* _Exercise instructions_: Count the lines of the material below that contain the string "grassy", with case treated as significant. Reply with the number alone.

Start of Data section

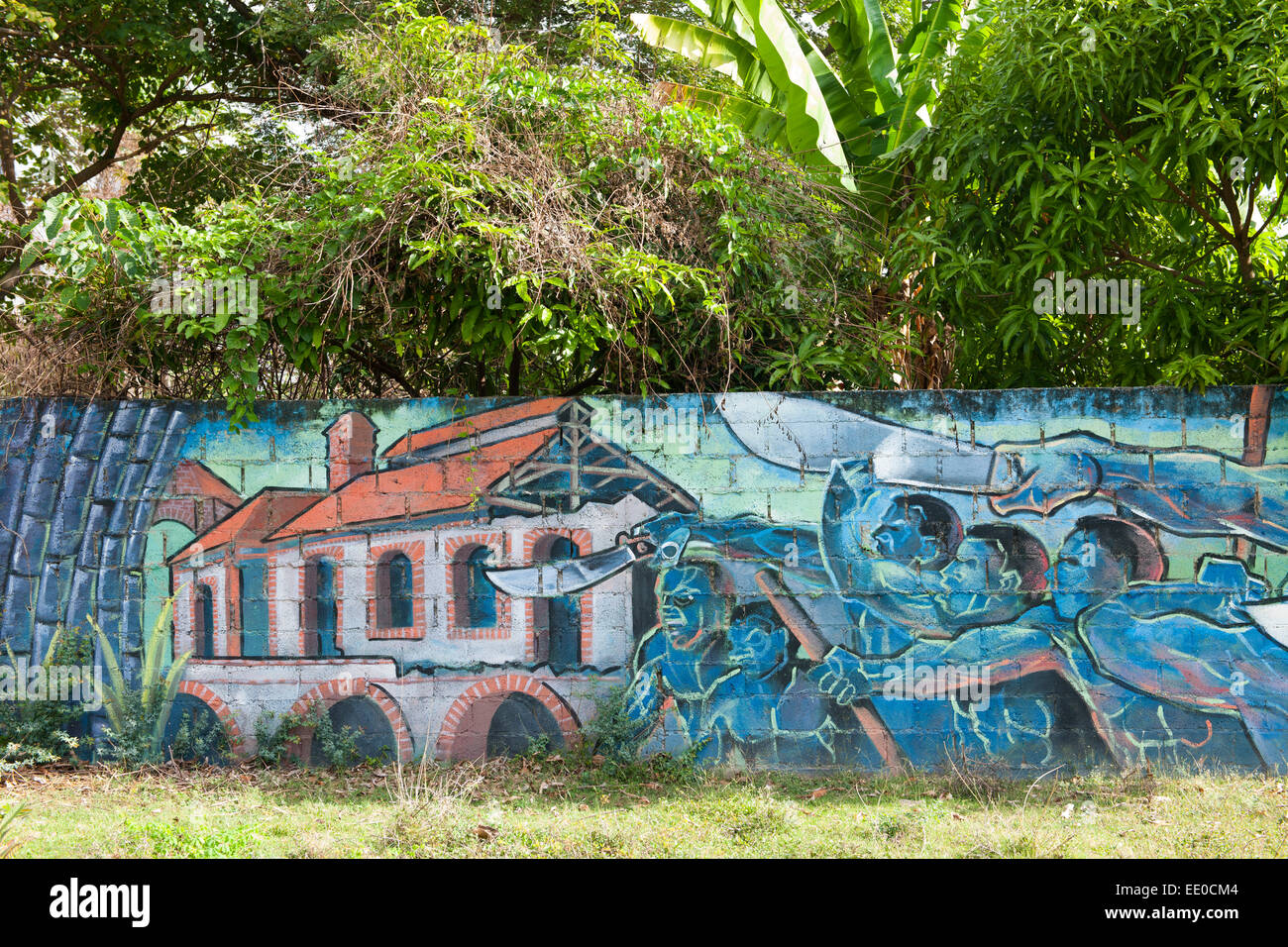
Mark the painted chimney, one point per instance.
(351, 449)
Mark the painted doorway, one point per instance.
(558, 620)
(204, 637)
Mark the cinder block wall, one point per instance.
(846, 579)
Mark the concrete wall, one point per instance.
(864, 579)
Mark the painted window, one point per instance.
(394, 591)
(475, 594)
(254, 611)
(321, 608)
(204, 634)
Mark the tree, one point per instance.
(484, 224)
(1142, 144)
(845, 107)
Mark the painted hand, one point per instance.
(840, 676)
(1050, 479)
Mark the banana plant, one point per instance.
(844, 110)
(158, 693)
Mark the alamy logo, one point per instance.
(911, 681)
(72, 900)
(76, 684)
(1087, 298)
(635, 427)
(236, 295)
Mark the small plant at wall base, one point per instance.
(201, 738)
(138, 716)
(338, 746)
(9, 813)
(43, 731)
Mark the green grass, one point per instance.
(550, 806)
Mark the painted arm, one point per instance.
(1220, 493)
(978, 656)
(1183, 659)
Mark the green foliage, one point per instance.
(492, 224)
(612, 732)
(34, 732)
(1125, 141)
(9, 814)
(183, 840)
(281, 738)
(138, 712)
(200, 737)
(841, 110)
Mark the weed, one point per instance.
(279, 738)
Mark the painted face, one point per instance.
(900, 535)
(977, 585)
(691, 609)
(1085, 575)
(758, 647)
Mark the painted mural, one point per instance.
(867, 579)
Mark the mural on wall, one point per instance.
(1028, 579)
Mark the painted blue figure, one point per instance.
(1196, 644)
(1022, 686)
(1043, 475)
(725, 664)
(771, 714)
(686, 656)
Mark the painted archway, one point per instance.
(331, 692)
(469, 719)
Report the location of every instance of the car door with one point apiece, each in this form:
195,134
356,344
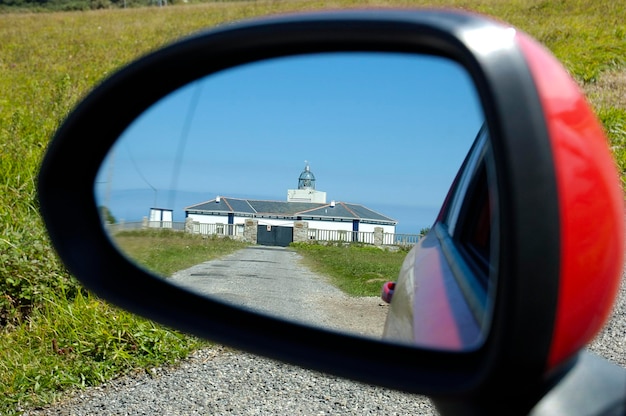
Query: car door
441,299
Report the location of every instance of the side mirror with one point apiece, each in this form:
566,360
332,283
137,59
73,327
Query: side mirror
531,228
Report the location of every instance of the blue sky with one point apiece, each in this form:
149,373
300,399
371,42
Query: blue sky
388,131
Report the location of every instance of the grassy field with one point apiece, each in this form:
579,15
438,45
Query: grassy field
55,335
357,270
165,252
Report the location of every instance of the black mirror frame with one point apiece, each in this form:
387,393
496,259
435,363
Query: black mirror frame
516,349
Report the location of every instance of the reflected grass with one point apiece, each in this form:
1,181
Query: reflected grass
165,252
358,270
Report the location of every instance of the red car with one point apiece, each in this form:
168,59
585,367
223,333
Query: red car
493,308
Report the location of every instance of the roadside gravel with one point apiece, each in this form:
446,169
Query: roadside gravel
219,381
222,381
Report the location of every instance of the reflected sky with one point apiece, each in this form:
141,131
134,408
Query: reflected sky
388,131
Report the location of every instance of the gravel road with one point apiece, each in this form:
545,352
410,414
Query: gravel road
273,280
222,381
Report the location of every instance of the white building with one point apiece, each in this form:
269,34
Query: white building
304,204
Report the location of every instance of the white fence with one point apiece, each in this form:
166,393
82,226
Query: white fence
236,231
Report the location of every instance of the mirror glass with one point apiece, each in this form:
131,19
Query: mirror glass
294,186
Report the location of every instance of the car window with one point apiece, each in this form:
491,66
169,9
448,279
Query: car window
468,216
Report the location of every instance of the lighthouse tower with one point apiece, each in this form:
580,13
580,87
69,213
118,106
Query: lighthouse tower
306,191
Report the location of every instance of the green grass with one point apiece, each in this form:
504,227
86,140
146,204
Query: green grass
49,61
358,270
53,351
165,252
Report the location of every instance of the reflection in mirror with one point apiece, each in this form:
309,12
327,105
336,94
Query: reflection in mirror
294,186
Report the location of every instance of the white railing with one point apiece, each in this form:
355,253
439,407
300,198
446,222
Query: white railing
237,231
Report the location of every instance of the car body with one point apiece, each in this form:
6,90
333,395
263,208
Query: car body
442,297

End of Data section
Start of Data section

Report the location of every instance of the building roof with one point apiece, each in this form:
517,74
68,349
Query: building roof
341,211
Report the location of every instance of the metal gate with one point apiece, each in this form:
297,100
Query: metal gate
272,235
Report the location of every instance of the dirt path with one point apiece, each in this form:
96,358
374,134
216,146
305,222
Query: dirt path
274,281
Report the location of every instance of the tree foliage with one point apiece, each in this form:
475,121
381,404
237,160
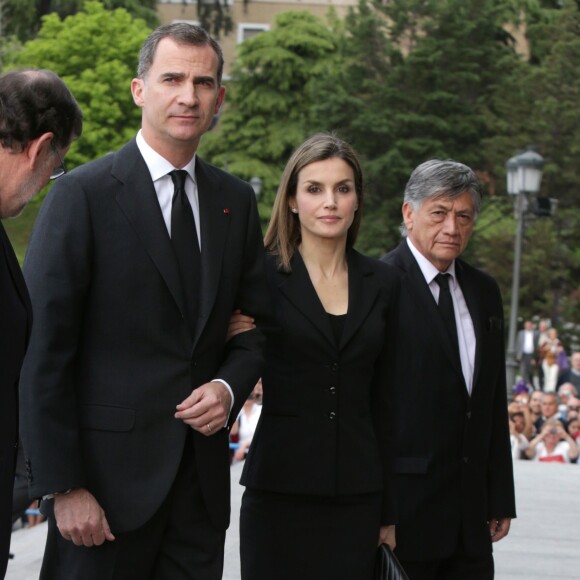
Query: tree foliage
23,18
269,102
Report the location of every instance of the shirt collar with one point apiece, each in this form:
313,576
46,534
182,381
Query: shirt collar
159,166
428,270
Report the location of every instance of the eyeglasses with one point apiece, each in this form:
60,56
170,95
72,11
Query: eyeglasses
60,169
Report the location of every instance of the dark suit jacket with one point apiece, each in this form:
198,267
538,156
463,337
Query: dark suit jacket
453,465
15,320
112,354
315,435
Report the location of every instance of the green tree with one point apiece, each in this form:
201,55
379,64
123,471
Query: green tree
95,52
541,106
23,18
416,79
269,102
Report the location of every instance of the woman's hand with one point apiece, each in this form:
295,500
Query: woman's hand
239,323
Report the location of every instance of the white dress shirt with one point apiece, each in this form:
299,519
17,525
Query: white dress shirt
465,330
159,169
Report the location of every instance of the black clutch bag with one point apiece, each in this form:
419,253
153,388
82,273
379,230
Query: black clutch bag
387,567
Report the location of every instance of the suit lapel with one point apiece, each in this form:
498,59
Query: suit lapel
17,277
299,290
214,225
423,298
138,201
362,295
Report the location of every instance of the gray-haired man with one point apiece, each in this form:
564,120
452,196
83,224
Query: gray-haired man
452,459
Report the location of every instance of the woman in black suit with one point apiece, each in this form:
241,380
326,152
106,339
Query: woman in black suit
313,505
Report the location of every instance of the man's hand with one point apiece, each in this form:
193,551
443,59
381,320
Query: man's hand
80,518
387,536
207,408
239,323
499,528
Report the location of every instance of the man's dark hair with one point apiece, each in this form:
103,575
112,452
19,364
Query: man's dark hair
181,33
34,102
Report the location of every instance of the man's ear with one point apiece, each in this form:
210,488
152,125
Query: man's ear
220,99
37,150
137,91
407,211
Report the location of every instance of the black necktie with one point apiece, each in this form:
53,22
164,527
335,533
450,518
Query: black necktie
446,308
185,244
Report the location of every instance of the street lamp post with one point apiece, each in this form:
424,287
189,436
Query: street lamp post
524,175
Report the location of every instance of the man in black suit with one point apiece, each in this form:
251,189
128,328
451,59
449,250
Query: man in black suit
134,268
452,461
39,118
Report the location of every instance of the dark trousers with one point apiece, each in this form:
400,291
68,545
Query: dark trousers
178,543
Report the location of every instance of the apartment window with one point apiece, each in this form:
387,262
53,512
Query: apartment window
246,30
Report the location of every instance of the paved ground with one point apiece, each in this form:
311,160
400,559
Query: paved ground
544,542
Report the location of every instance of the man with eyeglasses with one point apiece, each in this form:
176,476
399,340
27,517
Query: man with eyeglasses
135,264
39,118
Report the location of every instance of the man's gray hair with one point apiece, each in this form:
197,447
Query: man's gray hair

End of Data section

* _Result for this task_: 2